▶ [Segmento di testo]
§

Vuolsi così colà
dove si puote
cio’ che si vole, e più non dimandare
Dante Alighieri – La Divina Commedia
Tra le problematiche
più ricorrenti nella realtà comunicazionale attinente al tessuto
socio-politico-economico, le parole più ricorrenti sono corruzione,
concussione, mazzette, bustarelle; mentre tra le attività che lo permettono
sono soprattutto quelle di natura pubblica o rivolte al pubblico che implicano
un rapporto di natura relazionale tra un “potere forte” ed un “richiedente
scaltro”.
Ecco dunque come si
configurano le tre situazioni che “impestano” il nostro sistema Paese, vale a
dire corruzione, concussione e violenza.
Detto ciò vale bene
la pena volgere in prosa l’incipit dantesco sopra riportato: "Questa è la volontà di chi detiene il potere, non chiedere
altro" (si vuol così là, dove si può).
Credo che dai tempi di Dante non sia cambiato nulla e che la nostra
organizzazione con le sue ben note, anche se sempre dissimulate e negate radici
borboniche, massoniche e strumentalmente religiose, si ritrovi con questo linguaggio
nella sua più verace e concreta attualità. Infatti nel linguaggio quotidiano questa espressione ha come preciso scopo quello di indicare (anche in maniera
sarcastica) la volontà di qualcuno che
non può essere messa in discussione, cioè l'ordine di un superiore che ha
il potere ultimo di decisione, contro il quale ogni lamentela è inutile,
sottintendendo quindi sottomissione a
una gerarchia inoppugnabile. Il
"colà" inteso come luogo dove si decide, assomiglia per analogia
a quello dell'espressione della cosiddetta "stanza
dei bottoni". Un’altra espressione che spesso viene usata è anche “non si muove foglia che Dio non voglia” e
credo che non ci siano più ulteriori necessità di chiarimenti.

§

▶ [Sfide]
A – Le affermazioni (i), (ii) e (iii) concordano con il brano? Per ciascuna rispondi sì o no e cita testualmente le parole del brano che lo stabiliscono.
(i) Tra le parole più ricorrenti figurano corruzione e concussione.
(ii) Dai tempi di Dante molto è cambiato.
(iii) Il "colà" viene accostato alla "stanza dei bottoni".
B – Che cosa dice il brano a proposito dei punti seguenti? Contrassegna le risposte con gli stessi numeri.
(i) Quali sono le tre situazioni che "impestano" il nostro sistema Paese?
(ii) Come viene resa in prosa la citazione dantesca iniziale?
(iii) Quale altra espressione viene spesso usata?
C – Ricopia dal brano tutto ciò che va da "Ecco dunque come" fino a "dove si può).".

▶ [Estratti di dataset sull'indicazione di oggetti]
§

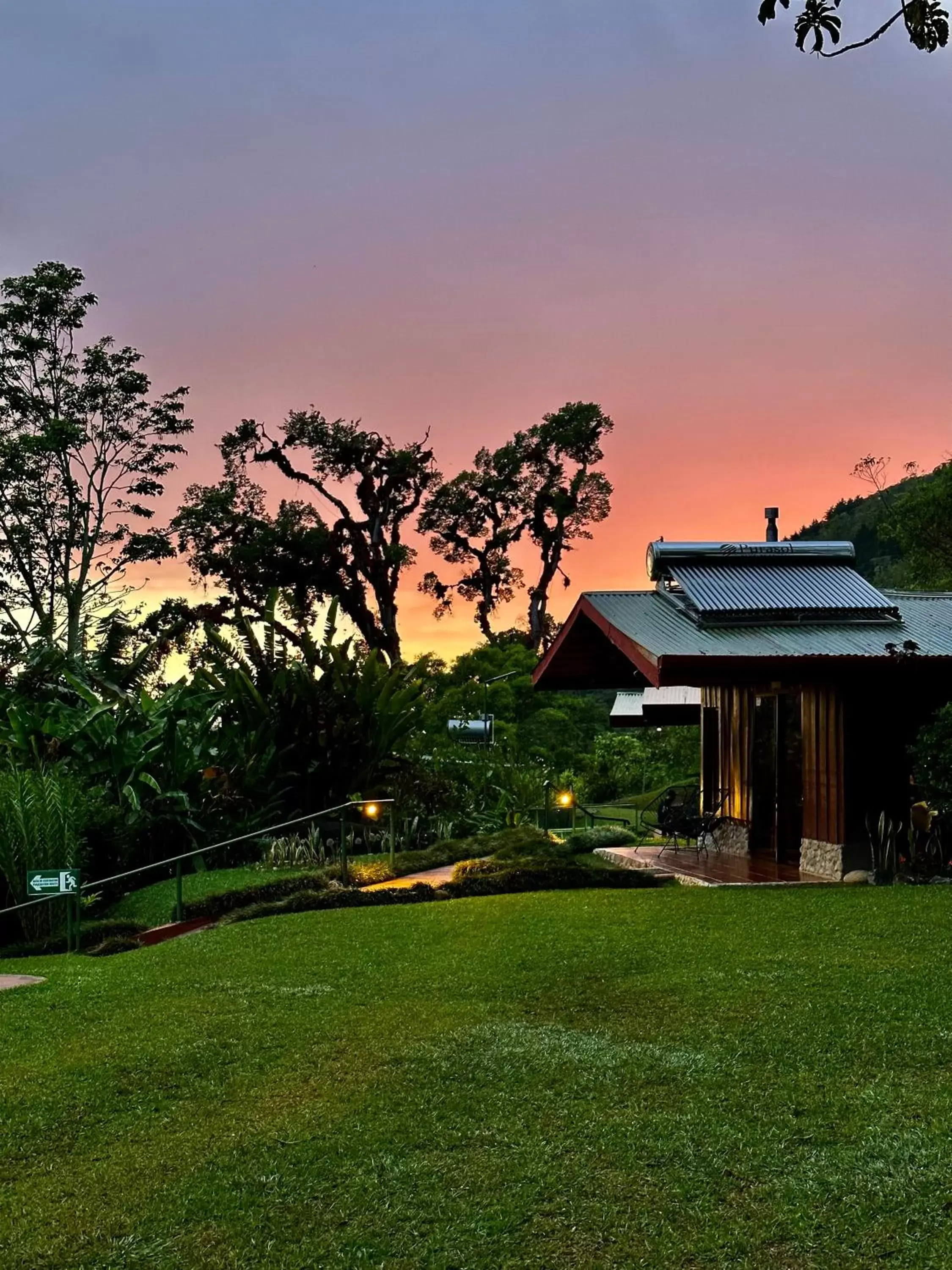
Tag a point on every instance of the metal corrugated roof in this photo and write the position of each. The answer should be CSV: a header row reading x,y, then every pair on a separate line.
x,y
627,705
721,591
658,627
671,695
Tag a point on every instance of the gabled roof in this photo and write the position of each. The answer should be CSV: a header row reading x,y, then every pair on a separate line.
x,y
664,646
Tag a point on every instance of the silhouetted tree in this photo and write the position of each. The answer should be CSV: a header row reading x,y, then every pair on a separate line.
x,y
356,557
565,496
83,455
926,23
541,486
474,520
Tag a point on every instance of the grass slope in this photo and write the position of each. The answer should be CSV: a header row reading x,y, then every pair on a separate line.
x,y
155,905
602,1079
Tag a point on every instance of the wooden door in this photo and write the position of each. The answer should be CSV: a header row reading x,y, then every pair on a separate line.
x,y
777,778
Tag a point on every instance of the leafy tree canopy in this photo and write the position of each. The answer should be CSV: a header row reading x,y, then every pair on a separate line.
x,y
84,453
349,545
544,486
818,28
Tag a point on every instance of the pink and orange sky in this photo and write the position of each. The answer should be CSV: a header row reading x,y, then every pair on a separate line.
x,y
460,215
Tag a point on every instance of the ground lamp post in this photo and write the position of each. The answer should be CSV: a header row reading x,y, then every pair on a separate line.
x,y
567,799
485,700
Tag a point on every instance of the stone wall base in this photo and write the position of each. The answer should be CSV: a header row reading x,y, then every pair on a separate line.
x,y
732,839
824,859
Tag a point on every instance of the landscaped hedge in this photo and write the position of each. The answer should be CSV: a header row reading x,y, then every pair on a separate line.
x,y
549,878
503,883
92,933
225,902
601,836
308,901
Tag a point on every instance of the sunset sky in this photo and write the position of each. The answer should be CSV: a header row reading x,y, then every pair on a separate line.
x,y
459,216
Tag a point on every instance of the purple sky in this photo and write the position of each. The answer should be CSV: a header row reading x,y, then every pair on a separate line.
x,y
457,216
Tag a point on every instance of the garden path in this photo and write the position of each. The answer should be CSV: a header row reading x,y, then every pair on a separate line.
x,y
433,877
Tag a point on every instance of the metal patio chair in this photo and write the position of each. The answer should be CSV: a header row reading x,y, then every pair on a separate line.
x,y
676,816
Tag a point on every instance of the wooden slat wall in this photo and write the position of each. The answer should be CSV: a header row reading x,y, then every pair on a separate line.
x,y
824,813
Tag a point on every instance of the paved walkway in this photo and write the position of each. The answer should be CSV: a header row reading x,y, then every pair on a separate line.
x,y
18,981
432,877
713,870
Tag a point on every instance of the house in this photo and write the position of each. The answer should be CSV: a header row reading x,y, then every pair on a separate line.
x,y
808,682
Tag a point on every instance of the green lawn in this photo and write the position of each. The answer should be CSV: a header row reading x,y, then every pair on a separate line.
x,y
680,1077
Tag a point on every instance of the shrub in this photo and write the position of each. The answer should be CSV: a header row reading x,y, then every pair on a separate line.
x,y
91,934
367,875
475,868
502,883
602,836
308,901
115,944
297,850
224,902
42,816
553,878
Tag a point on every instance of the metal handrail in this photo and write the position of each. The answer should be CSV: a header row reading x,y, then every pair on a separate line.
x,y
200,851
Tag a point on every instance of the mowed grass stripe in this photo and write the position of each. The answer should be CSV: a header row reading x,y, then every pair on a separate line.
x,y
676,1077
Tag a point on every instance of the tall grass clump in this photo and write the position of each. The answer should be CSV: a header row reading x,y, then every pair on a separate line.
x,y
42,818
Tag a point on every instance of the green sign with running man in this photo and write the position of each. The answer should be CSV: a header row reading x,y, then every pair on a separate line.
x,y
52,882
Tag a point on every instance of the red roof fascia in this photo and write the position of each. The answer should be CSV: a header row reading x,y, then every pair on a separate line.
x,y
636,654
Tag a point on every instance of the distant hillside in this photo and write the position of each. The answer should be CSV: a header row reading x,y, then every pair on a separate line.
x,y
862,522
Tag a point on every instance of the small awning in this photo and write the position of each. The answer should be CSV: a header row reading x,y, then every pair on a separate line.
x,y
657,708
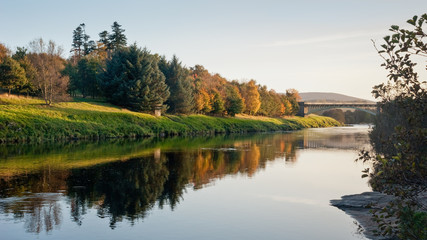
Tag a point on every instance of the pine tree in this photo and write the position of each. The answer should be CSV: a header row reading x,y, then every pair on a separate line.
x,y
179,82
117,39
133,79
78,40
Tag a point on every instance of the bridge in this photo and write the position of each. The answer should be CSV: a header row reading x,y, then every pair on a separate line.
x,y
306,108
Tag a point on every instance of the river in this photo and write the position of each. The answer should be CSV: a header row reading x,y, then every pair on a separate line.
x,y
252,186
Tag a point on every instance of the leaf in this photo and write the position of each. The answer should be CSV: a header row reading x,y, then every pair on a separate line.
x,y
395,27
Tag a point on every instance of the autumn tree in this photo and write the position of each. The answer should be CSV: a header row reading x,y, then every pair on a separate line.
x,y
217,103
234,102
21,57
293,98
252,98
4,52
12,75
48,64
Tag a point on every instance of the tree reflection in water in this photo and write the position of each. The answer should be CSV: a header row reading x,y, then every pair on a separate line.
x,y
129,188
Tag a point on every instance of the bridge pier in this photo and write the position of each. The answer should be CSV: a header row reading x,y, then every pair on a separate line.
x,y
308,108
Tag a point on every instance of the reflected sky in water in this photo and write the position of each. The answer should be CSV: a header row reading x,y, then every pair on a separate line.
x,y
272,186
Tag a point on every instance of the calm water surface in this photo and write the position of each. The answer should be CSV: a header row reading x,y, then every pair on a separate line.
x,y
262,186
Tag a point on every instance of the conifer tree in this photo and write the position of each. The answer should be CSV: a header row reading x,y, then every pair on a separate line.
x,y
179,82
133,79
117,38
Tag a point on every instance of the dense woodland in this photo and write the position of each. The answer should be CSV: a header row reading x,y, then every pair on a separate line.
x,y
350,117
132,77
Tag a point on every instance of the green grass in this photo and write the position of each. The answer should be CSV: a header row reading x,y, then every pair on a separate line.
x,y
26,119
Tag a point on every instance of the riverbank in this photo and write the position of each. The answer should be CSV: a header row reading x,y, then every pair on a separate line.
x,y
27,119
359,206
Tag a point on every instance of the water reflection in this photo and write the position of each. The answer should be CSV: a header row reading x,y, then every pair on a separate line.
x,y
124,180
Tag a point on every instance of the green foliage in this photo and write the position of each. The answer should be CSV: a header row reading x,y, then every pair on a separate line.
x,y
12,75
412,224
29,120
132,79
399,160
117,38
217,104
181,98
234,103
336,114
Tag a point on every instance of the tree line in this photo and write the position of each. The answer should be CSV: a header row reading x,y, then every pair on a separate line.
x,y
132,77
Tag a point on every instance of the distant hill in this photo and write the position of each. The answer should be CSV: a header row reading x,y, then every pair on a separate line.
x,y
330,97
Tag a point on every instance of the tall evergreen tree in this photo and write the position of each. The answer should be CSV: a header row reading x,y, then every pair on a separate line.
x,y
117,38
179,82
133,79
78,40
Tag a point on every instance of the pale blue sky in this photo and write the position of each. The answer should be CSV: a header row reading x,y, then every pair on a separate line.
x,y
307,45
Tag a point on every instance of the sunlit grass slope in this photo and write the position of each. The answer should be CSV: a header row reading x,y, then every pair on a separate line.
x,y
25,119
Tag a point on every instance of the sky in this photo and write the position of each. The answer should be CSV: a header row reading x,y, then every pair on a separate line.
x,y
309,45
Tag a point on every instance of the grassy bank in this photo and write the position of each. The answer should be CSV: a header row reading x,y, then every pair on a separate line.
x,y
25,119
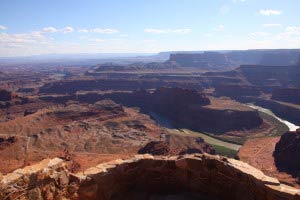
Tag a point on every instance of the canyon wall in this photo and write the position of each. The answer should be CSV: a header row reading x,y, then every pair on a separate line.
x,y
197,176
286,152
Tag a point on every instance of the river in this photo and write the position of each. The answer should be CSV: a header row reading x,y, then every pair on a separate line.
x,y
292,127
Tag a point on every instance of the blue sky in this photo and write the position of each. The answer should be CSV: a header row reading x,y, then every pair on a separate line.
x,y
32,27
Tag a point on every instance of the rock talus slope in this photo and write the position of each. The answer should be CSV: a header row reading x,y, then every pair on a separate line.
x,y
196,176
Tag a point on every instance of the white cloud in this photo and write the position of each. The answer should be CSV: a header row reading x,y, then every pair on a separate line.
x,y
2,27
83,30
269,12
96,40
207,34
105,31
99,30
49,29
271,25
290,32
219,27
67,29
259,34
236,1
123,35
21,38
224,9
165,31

§

▶ [Soluzioni degli esercizi]
A –
(i) Sì: «le parole più ricorrenti sono corruzione, concussione, mazzette, bustarelle»
(ii) No: «Credo che dai tempi di Dante non sia cambiato nulla»
(iii) Sì: «assomiglia per analogia a quello dell'espressione della cosiddetta "stanza dei bottoni"»

B –
(i) Corruzione, concussione e violenza.
(ii) "Questa è la volontà di chi detiene il potere, non chiedere altro"
(iii) "non si muove foglia che Dio non voglia"

C –
Ecco dunque come si
configurano le tre situazioni che “impestano” il nostro sistema Paese, vale a
dire corruzione, concussione e violenza.
Detto ciò vale bene
la pena volgere in prosa l’incipit dantesco sopra riportato: "Questa è la volontà di chi detiene il potere, non chiedere
altro" (si vuol così là, dove si può).